>> START Listing
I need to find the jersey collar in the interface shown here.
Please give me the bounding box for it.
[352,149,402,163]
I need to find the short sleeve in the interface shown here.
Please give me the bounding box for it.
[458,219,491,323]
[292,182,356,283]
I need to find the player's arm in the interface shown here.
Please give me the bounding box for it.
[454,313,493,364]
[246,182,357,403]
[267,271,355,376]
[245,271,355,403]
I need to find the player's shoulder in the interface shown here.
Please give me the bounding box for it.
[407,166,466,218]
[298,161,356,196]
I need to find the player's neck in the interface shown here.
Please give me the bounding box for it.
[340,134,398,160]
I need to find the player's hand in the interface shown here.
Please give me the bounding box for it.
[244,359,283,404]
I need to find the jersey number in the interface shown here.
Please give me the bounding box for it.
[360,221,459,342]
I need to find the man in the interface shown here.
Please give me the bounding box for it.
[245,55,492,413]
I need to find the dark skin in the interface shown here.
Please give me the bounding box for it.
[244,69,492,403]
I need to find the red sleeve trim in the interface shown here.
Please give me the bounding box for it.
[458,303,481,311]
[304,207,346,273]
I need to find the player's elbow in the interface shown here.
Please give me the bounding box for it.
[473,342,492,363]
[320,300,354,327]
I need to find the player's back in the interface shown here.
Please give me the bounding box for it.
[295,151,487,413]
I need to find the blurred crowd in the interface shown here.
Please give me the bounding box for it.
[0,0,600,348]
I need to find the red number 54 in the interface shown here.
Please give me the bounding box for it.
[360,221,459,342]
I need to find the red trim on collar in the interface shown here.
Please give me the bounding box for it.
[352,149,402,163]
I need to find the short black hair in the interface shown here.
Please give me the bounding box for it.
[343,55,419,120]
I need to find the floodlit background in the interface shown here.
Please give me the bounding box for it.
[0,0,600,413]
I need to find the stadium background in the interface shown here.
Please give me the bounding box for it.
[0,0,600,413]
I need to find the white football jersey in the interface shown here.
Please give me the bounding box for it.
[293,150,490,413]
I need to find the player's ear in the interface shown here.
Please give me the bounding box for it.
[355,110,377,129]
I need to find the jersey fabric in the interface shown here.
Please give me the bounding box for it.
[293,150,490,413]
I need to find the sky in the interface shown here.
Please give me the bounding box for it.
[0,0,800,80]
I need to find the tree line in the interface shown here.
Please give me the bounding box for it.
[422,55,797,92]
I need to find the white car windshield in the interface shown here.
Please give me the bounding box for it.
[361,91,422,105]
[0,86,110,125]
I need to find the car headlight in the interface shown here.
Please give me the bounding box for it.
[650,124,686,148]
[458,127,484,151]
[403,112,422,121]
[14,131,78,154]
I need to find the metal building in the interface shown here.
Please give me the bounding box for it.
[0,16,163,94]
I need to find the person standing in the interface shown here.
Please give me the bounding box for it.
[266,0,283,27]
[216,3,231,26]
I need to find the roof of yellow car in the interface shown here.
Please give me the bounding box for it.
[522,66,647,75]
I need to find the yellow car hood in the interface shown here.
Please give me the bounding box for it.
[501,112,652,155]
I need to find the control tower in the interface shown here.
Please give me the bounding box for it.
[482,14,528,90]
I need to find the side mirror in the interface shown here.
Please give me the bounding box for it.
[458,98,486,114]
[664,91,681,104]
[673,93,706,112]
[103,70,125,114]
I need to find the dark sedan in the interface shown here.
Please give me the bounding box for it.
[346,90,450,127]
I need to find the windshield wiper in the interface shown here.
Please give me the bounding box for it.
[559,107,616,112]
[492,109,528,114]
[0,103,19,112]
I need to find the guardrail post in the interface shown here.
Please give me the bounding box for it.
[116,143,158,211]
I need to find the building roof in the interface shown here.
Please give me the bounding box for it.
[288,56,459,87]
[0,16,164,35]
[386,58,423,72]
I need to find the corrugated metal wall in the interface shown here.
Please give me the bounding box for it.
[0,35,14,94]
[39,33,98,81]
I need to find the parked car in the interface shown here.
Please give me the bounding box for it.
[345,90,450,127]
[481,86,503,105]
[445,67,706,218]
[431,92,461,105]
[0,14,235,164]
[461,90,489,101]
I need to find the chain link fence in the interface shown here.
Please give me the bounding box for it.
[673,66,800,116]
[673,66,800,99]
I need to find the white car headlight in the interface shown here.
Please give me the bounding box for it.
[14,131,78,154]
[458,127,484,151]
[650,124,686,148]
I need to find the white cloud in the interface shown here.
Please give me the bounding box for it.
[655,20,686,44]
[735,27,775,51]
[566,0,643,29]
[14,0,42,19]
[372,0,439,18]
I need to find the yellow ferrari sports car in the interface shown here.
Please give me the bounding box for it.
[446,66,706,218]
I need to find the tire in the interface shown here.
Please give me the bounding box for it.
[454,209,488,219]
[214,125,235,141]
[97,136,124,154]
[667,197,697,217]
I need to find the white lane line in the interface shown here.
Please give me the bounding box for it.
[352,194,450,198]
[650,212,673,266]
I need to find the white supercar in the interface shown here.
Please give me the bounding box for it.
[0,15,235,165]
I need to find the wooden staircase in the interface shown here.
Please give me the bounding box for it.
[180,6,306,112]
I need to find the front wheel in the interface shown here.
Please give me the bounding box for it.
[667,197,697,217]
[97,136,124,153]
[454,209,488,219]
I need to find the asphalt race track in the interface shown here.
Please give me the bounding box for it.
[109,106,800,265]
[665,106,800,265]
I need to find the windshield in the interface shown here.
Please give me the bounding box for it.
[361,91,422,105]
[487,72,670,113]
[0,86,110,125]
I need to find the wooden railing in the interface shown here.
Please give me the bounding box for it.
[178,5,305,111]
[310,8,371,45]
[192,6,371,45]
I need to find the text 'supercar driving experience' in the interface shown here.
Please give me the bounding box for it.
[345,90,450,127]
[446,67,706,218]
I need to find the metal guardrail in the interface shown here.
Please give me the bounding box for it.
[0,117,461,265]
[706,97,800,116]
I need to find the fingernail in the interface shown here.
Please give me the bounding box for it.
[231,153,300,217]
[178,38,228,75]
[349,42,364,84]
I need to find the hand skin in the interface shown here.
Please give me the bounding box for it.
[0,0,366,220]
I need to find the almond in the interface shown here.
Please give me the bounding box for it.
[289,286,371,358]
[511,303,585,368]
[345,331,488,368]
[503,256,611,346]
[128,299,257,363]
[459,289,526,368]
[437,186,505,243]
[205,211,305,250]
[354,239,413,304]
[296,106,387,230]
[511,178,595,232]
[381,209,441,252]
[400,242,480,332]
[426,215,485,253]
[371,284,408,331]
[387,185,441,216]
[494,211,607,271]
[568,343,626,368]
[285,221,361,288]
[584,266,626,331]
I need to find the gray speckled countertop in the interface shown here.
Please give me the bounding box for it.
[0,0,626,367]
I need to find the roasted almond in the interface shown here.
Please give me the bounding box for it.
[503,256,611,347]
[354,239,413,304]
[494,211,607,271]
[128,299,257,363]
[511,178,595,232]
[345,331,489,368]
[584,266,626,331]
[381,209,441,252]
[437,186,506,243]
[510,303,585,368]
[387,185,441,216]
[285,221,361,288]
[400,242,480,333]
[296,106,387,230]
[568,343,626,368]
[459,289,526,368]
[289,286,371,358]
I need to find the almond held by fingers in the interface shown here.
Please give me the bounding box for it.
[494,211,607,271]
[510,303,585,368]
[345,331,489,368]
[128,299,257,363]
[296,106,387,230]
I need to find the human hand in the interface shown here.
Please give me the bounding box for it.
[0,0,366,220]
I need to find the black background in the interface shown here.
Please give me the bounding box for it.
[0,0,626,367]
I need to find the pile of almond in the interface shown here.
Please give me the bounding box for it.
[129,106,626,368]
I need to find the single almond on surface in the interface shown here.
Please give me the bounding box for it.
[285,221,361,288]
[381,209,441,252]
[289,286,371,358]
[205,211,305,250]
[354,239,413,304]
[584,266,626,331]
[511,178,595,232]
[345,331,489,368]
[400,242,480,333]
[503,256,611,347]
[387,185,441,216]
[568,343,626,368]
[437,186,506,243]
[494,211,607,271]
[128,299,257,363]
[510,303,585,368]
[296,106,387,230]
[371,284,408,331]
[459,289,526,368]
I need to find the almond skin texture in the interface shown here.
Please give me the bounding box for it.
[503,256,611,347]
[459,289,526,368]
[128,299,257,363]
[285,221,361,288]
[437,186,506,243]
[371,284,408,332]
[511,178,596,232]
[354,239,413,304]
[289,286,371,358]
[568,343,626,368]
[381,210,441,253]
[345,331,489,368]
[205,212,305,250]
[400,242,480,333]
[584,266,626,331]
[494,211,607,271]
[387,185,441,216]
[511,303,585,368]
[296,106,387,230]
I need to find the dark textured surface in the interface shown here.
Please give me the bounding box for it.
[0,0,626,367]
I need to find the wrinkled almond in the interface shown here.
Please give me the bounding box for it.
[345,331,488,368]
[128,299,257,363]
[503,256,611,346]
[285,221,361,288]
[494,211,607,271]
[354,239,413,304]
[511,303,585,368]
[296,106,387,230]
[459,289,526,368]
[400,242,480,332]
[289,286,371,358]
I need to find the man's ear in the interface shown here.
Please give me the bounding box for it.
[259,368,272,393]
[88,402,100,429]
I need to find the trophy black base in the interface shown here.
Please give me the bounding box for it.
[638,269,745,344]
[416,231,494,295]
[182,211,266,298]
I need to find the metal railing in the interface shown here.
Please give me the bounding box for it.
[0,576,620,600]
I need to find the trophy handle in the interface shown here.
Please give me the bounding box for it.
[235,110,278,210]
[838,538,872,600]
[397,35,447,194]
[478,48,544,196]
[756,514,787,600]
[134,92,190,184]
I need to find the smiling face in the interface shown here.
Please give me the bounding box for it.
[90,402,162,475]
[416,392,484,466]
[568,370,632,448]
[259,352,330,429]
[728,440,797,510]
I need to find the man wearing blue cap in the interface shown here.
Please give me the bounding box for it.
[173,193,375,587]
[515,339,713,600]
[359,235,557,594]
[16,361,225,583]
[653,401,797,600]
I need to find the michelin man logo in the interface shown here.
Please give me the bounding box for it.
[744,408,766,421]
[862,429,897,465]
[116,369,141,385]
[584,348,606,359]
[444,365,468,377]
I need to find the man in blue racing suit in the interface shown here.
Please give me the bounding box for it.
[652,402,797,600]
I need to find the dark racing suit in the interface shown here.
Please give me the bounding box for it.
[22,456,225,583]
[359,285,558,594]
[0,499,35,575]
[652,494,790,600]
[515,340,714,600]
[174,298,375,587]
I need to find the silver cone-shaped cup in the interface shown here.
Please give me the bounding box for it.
>> END Listing
Stated problem —
Copy out every line of the material, word for word, from the line containing "I need to find the silver" down to the end of the material.

Finished answer —
I need to find the silver cone-shaped cup in the interface shown here.
Please give me the bounding box for it.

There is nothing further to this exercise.